__Selected passage__
* Start *

# backfilling basement walls question



## burntside bob (Sep 27, 2010)

Installing a basement. front of house footing dug 5 feet deep for frost, and 10 feet back each side to rear of building.
Lot slopes to one side and front.
Built up floor for a walk out on front of house basement.
back and side footings 8 inchs deep from top of fill all three sides with exception of front and 10 feet back from front each side.
My request for information is:
the front of the building is 5 feet deep in a 42 inch wide trech to be backfilled.
There is no drainage for water other then to seep into the ground, on the sides and back I will place 4 inch perf drain tile enveloped in washed rock day lighted to out side the back fill.
The 10 feet each side and front 5 feet deep water draiinage away from the foundation is my question what would you do?
At 5 feet deep I was down to digable ledge rock and earth (mixture of gravel), meaning I could break it up as I dug. The septic tank hole was at seven feet deep adjusting for ground slope level and back fill and it had water for five inches in the bottom (I placed pea rock on the bottom of the tank hole compact before tank installed and back filled).
What thoughts do you have on this question?


----------



## Chris Johnson (Apr 19, 2007)

Personally I would run the weeping tile around the 3 sides just below the slab height of the basement and run to daylight.


----------



## rino1494 (Jan 31, 2006)

If it is just a porch, you do not need any drain tile. If there is a crawlspace under the porch, then you need it all the way around.


----------



## burntside bob (Sep 27, 2010)

*more info from burntside bob*

rino its not a porch. its a house.
I am looking or seeking for other contractors thoughts of how to deal with the 5 foot deep trench footing for getting the water away from the foundation footings. Frost protection here requires five feet deep below surface footing depth. The sides and back will have soil placed against basement walls to take care of frost depth requirements. The walk out basement required me to dig 5 feet deep foundation footings and wrap it around each side 10 going bask to the back wall. The back and side walls drain tile will flow out from the front of the basement to the surface day lighted. the front and 10 feet back on each side will be 5 feet below the surface with no out let for the water that settles in the cut, filled with compacted soil.

* End *

__Written exercise 1__
Put the entries into a JSON list of strings, one string per line with blank lines left out. Begin at the line that contains "Where in this drawing can the dirt" and stop after the line that contains "0,7 -> 13,30".

(Image region labeling entries)
* Start *

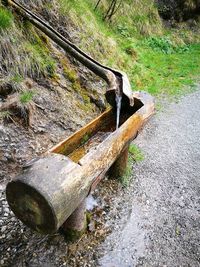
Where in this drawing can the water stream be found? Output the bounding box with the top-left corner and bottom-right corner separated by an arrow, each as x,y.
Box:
115,94 -> 122,129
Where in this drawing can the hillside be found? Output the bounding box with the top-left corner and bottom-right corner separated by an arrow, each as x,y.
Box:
0,0 -> 200,266
0,0 -> 200,184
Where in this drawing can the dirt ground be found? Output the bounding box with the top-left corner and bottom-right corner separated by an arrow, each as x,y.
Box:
0,90 -> 200,267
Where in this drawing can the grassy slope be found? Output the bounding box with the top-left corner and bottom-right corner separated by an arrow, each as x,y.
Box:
0,0 -> 200,100
59,0 -> 200,99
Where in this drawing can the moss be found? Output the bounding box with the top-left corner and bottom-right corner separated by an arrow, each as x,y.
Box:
129,144 -> 144,162
24,42 -> 56,77
118,157 -> 132,187
0,7 -> 13,30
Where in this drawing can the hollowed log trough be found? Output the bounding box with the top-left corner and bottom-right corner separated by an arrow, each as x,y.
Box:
6,92 -> 154,239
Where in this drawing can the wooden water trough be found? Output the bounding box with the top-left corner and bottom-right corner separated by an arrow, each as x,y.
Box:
5,0 -> 154,237
6,92 -> 154,239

* End *

__Written exercise 2__
Rewrite the backfilling question from the words "Built up floor" through the words "the back fill.", replacing "washed rock" with "crushed stone".

__Task response 1__
[
  "Where in this drawing can the dirt ground be found? Output the bounding box with the top-left corner and bottom-right corner separated by an arrow, each as x,y.",
  "Box:",
  "0,90 -> 200,267",
  "Where in this drawing can the grassy slope be found? Output the bounding box with the top-left corner and bottom-right corner separated by an arrow, each as x,y.",
  "Box:",
  "0,0 -> 200,100",
  "59,0 -> 200,99",
  "Where in this drawing can the moss be found? Output the bounding box with the top-left corner and bottom-right corner separated by an arrow, each as x,y.",
  "Box:",
  "129,144 -> 144,162",
  "24,42 -> 56,77",
  "118,157 -> 132,187",
  "0,7 -> 13,30"
]

__Task response 2__
Built up floor for a walk out on front of house basement.
back and side footings 8 inchs deep from top of fill all three sides with exception of front and 10 feet back from front each side.
My request for information is:
the front of the building is 5 feet deep in a 42 inch wide trech to be backfilled.
There is no drainage for water other then to seep into the ground, on the sides and back I will place 4 inch perf drain tile enveloped in crushed stone day lighted to out side the back fill.